● Description of the task
Reproduce every line of the material below word for word, changing nothing.
================
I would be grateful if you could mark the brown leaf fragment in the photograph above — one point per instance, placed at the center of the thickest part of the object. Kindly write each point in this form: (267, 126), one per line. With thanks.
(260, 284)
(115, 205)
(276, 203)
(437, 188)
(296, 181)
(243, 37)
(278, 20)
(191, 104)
================
● In response
I would be grateful if you could mark the brown leaf fragment in the photograph above — one point per instance, placed at the center of the thickest part of the object. Kindly write each point in this form: (267, 126), one per line. With thanks.
(260, 284)
(115, 205)
(276, 203)
(437, 188)
(296, 181)
(243, 37)
(278, 20)
(191, 104)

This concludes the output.